• _Region pointing data_:
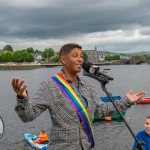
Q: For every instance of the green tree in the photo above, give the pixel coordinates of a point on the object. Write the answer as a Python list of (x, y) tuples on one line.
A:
[(7, 57), (30, 50), (8, 48), (140, 57)]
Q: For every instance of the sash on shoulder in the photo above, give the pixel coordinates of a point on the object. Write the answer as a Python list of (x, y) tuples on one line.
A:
[(77, 104)]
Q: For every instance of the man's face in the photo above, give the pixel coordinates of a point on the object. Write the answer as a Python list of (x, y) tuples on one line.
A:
[(147, 126), (73, 61)]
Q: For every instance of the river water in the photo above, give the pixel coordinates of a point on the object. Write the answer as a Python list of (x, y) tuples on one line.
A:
[(112, 135)]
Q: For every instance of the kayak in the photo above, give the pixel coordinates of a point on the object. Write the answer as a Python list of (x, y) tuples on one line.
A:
[(145, 100), (109, 118), (30, 140)]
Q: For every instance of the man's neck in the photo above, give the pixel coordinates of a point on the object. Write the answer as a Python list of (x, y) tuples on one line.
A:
[(72, 77)]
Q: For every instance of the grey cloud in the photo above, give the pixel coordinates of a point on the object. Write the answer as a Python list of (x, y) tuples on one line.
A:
[(64, 18)]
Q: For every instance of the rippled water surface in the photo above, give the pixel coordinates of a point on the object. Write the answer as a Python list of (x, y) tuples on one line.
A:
[(112, 135)]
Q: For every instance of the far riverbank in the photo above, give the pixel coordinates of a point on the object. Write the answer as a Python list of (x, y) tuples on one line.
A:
[(23, 66)]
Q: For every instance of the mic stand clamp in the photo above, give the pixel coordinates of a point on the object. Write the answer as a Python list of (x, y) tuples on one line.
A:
[(103, 81)]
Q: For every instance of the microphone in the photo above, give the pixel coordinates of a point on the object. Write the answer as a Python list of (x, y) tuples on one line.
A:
[(93, 71)]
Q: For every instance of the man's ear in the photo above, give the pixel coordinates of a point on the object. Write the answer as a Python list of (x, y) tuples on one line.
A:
[(63, 60)]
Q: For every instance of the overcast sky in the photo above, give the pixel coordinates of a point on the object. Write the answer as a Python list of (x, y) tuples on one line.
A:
[(110, 25)]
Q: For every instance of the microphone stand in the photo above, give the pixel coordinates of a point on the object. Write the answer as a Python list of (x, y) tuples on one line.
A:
[(103, 81)]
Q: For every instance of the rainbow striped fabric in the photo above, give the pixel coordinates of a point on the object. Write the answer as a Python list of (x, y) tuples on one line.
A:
[(77, 104)]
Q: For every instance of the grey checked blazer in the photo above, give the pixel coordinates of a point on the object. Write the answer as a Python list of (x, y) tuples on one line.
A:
[(67, 132)]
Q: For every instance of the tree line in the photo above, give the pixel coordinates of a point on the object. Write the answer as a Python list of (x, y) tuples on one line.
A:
[(28, 55)]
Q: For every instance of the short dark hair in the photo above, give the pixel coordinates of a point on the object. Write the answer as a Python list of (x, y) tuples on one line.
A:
[(148, 117), (65, 49)]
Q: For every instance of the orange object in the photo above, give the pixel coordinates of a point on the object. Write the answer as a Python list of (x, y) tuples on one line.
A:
[(43, 137), (108, 118)]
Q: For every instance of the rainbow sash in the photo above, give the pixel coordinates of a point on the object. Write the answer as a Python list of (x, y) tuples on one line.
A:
[(77, 104)]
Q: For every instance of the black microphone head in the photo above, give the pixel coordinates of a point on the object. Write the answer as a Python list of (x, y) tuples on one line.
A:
[(86, 66)]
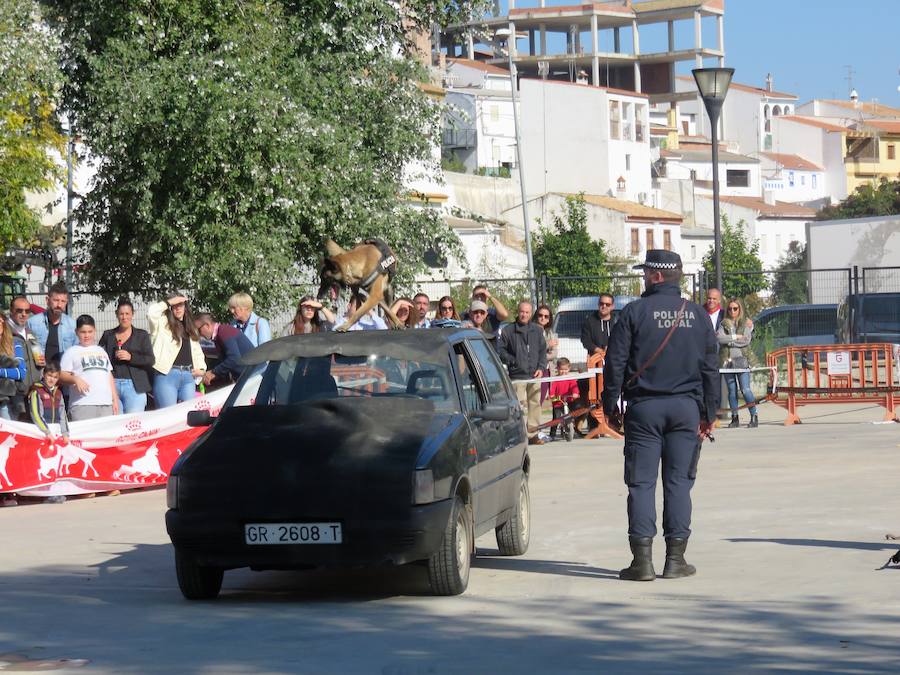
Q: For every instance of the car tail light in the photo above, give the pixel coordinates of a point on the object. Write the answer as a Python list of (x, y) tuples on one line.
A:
[(172, 492)]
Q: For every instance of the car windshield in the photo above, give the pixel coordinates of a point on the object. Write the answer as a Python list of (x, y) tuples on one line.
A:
[(302, 379)]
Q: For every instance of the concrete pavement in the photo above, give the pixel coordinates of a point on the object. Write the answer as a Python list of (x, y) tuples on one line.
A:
[(789, 531)]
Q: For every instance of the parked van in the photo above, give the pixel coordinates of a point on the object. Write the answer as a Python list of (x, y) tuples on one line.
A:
[(869, 317), (571, 313), (793, 325)]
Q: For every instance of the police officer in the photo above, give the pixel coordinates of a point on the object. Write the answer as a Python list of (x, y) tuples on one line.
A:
[(662, 360)]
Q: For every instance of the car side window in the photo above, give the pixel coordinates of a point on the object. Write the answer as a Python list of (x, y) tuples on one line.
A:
[(490, 366), (468, 380)]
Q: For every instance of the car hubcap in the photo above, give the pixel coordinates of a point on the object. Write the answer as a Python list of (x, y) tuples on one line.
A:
[(462, 545), (524, 514)]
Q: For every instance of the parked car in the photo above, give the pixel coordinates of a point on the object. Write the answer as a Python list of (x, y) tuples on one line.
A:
[(869, 317), (571, 313), (359, 448), (786, 325)]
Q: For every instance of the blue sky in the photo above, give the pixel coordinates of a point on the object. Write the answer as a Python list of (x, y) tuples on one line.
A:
[(805, 44)]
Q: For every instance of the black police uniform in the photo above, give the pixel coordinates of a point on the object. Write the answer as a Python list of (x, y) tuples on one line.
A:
[(665, 403)]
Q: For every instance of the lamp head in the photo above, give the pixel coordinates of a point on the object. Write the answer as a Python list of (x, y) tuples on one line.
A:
[(713, 83)]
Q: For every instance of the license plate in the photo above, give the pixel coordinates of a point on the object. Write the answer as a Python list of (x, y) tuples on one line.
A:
[(292, 533)]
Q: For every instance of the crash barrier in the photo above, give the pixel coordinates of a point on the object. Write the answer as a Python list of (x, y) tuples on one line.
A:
[(819, 374), (110, 453)]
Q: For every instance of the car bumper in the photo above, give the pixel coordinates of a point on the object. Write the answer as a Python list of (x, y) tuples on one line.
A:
[(214, 541)]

• _What to produce_: An answer is complete only when it holds every line above containing the string "parked".

• _Solved problem_:
Q: For every instance of the parked van in the photo above, give the pixel coordinates of a point on the object. Write the answer as a Python list of (x, y) tuples on one line.
Q: For every instance of the parked car in the photo above, give the pixel coordinates of a point on the object. Write the answer as a Python list of (x, y) tuples on one line.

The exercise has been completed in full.